In its mind, it will feel anxious and aggressive towards that other cat, not you. However, if you then touch it – it may associate this with the other cat and lash out at you, briefly, thinking you are the other cat.

Detecting the Signs

There are a few different things you can look out for in your Maine Coon that will let you know it is not happy.

Offensive Posture

If your Maine Coon is feeling particularly like attacking, you may notice any of the below:

  • A tail that is quite still and low, almost touching the ground.
  • Staring directly at the target, pupils usually dilated.
  • Legs obviously stiff and straight.
  • Their ears will usually be upright and obviously directed further back than usual.
  • A low growling noise.
  • Your cat will be facing the target directly.

Defensive Posture

If you Maine Coon feels threatened by anyone (or anything) then you may notice the below:

  • They will appear lower than usual.

Exercise goal >>
Please explain, in one to three sentences, why the Maine Coon text says a cat that feels aggressive toward another cat may briefly lash out at you when you touch it.

Data segment >>

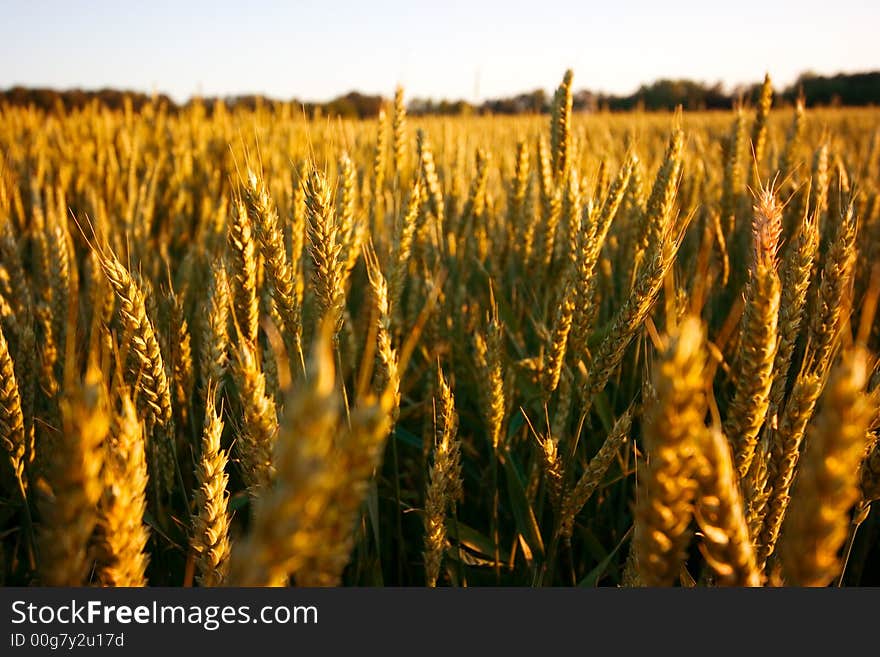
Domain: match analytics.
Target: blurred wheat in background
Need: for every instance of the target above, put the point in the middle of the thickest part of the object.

Final result >>
The cat's anxiety and aggression are aimed at the other cat, not at you, but your touch may make it associate you with that cat. Thinking you are the other cat, it may briefly lash out at you.